DATA PROVIDED:

= = = =

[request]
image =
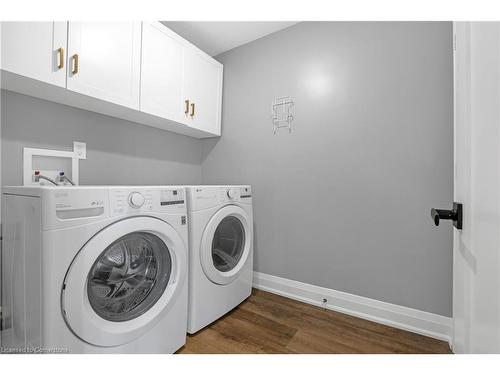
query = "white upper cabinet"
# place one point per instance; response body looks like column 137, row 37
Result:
column 104, row 61
column 162, row 72
column 35, row 50
column 202, row 91
column 138, row 71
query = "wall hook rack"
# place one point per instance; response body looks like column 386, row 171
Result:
column 282, row 116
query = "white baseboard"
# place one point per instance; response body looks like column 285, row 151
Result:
column 408, row 319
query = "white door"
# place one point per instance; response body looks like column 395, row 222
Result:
column 35, row 50
column 476, row 263
column 226, row 244
column 202, row 90
column 161, row 72
column 104, row 61
column 123, row 281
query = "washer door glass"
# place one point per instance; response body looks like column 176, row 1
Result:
column 129, row 276
column 228, row 244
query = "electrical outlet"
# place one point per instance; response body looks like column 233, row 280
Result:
column 80, row 149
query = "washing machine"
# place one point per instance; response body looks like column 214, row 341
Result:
column 220, row 251
column 94, row 269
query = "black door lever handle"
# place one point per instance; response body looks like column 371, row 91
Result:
column 455, row 215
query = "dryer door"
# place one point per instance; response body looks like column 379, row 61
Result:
column 123, row 280
column 226, row 244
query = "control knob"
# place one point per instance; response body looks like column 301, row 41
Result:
column 136, row 200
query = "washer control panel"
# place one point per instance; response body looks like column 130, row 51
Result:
column 143, row 200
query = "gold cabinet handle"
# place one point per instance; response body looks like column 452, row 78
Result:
column 60, row 53
column 75, row 64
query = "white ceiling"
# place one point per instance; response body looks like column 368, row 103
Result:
column 218, row 37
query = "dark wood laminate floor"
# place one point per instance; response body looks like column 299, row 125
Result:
column 268, row 323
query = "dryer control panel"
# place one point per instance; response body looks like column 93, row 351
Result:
column 202, row 197
column 143, row 200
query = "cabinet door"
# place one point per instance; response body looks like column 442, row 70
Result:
column 35, row 50
column 203, row 89
column 161, row 72
column 104, row 61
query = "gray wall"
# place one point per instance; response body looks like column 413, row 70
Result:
column 343, row 202
column 118, row 152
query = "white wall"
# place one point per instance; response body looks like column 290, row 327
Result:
column 343, row 202
column 118, row 152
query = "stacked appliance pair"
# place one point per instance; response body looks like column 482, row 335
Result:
column 105, row 269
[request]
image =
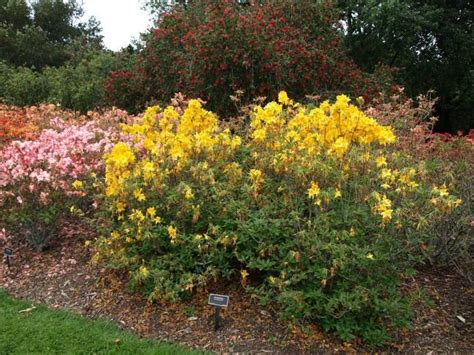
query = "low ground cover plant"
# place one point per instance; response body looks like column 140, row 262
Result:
column 308, row 205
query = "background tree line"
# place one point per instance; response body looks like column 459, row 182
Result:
column 47, row 50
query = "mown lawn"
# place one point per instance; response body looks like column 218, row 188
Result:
column 46, row 331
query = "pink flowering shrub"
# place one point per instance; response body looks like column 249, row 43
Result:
column 41, row 179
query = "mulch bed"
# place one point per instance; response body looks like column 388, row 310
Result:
column 62, row 277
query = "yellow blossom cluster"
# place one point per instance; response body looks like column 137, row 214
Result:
column 302, row 131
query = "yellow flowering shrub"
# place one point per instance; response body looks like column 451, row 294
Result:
column 306, row 207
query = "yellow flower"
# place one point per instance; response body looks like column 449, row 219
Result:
column 314, row 190
column 188, row 193
column 77, row 184
column 340, row 146
column 256, row 176
column 380, row 161
column 120, row 207
column 443, row 191
column 284, row 99
column 386, row 214
column 139, row 195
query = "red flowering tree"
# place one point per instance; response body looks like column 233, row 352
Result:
column 212, row 49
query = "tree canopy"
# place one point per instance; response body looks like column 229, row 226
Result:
column 431, row 43
column 44, row 32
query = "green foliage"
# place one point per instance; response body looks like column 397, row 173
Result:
column 78, row 86
column 46, row 331
column 305, row 206
column 45, row 32
column 430, row 42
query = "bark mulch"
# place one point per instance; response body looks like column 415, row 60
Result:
column 62, row 277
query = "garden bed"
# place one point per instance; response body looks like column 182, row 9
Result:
column 63, row 278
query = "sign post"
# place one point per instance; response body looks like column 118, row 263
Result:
column 218, row 301
column 8, row 253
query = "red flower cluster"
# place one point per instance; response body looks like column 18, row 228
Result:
column 212, row 50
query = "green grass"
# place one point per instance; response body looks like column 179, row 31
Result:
column 44, row 331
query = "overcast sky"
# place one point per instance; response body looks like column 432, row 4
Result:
column 121, row 20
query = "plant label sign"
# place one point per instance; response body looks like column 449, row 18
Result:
column 8, row 253
column 218, row 300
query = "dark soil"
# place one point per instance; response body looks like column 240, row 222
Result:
column 62, row 277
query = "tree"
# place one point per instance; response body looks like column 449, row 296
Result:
column 213, row 49
column 44, row 32
column 430, row 42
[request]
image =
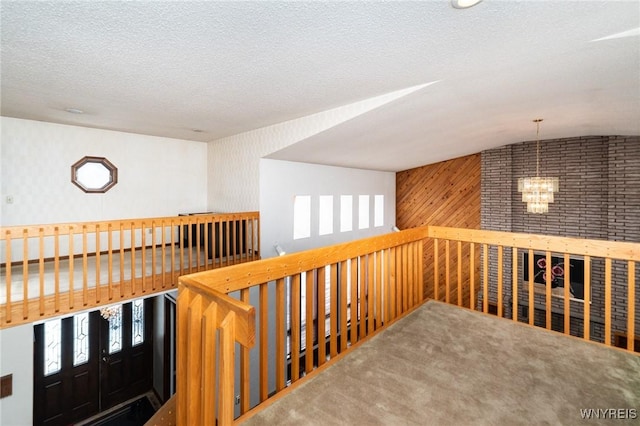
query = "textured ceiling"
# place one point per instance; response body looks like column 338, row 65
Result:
column 222, row 68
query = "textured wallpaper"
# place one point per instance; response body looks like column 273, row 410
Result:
column 156, row 176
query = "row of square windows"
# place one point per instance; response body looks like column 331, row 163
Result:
column 302, row 214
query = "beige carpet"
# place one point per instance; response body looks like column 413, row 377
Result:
column 442, row 365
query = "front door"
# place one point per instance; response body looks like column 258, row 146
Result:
column 86, row 364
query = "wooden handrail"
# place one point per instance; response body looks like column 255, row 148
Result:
column 207, row 316
column 55, row 269
column 312, row 306
column 598, row 257
column 365, row 283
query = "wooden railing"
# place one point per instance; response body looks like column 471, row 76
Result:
column 356, row 288
column 325, row 300
column 592, row 295
column 49, row 270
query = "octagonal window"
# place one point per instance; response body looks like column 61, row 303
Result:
column 94, row 174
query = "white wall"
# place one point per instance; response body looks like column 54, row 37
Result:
column 234, row 162
column 281, row 181
column 156, row 176
column 16, row 357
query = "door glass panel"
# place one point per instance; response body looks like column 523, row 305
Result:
column 137, row 325
column 52, row 347
column 80, row 339
column 115, row 329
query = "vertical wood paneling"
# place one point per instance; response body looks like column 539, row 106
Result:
column 444, row 194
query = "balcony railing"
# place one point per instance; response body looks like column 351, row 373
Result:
column 312, row 306
column 49, row 270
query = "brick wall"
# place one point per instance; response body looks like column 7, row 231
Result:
column 599, row 198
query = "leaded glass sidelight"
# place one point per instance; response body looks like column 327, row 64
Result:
column 137, row 323
column 80, row 339
column 115, row 329
column 52, row 346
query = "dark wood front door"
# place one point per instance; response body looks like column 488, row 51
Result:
column 127, row 357
column 65, row 386
column 86, row 364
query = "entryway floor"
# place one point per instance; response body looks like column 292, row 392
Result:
column 134, row 412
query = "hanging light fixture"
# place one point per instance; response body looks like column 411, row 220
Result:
column 538, row 191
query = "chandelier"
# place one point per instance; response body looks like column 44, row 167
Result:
column 537, row 191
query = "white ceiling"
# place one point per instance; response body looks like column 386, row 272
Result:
column 169, row 68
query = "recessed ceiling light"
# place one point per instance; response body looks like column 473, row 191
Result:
column 463, row 4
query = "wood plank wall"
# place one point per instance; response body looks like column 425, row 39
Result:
column 443, row 194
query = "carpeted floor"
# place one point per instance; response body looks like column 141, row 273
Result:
column 443, row 365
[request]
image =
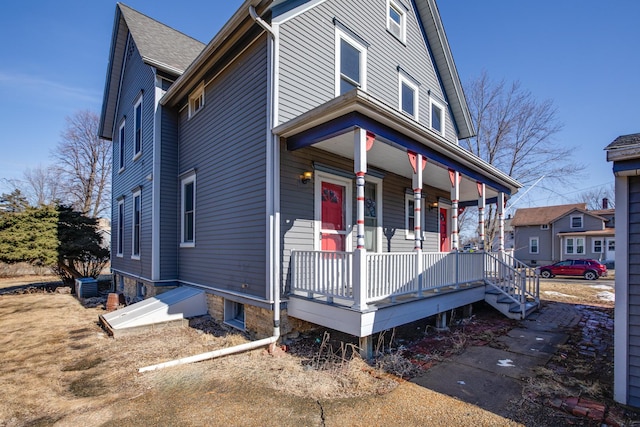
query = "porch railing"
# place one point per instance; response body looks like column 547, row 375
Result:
column 388, row 275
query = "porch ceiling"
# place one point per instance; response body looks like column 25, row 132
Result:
column 385, row 155
column 330, row 127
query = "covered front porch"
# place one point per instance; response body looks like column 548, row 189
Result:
column 331, row 289
column 357, row 266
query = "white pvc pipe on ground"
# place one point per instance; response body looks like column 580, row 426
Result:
column 212, row 354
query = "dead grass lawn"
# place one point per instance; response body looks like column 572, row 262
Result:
column 598, row 293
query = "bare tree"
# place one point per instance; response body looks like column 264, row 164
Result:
column 84, row 165
column 41, row 185
column 515, row 134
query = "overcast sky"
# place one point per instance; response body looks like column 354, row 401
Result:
column 584, row 56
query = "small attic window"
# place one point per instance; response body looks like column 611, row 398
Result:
column 196, row 100
column 396, row 20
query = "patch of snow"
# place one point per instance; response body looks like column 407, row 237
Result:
column 605, row 287
column 505, row 363
column 606, row 296
column 558, row 294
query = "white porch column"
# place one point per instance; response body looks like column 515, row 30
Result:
column 454, row 176
column 481, row 205
column 362, row 142
column 417, row 163
column 501, row 203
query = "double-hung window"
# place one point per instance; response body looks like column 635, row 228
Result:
column 188, row 211
column 120, row 225
column 121, row 146
column 408, row 94
column 576, row 221
column 137, row 126
column 136, row 220
column 396, row 20
column 410, row 217
column 574, row 246
column 351, row 62
column 597, row 246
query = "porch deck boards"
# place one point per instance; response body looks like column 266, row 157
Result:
column 384, row 314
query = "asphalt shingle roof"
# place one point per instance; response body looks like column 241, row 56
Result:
column 543, row 215
column 625, row 141
column 159, row 44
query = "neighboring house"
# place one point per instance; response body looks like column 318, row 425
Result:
column 309, row 152
column 549, row 234
column 624, row 152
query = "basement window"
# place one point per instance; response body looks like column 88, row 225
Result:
column 234, row 314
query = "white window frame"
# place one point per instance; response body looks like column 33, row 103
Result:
column 403, row 80
column 120, row 230
column 196, row 100
column 137, row 126
column 122, row 137
column 136, row 195
column 571, row 218
column 432, row 103
column 391, row 23
column 593, row 246
column 574, row 246
column 190, row 179
column 342, row 35
column 378, row 183
column 409, row 232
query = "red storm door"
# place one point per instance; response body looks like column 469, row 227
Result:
column 444, row 236
column 333, row 221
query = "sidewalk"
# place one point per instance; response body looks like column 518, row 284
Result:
column 489, row 377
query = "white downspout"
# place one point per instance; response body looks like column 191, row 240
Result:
column 273, row 277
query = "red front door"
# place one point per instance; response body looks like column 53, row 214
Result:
column 444, row 236
column 333, row 230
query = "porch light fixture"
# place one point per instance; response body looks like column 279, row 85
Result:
column 306, row 177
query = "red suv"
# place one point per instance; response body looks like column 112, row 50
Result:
column 590, row 269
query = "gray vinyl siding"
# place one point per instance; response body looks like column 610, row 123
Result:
column 297, row 206
column 169, row 197
column 138, row 79
column 225, row 144
column 634, row 291
column 589, row 222
column 307, row 48
column 522, row 234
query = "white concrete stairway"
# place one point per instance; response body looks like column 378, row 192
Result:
column 513, row 289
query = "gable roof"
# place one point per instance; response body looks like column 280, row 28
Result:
column 624, row 141
column 446, row 67
column 160, row 46
column 433, row 31
column 624, row 147
column 543, row 215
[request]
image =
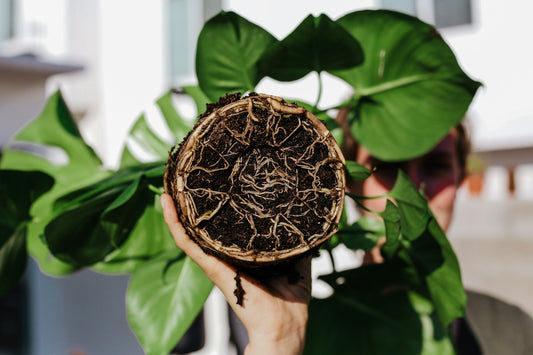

= = = =

TASK INSTRUCTIONS: Please work out how many lines of the records contain "shrub" and give only that number.

RESPONSE: 2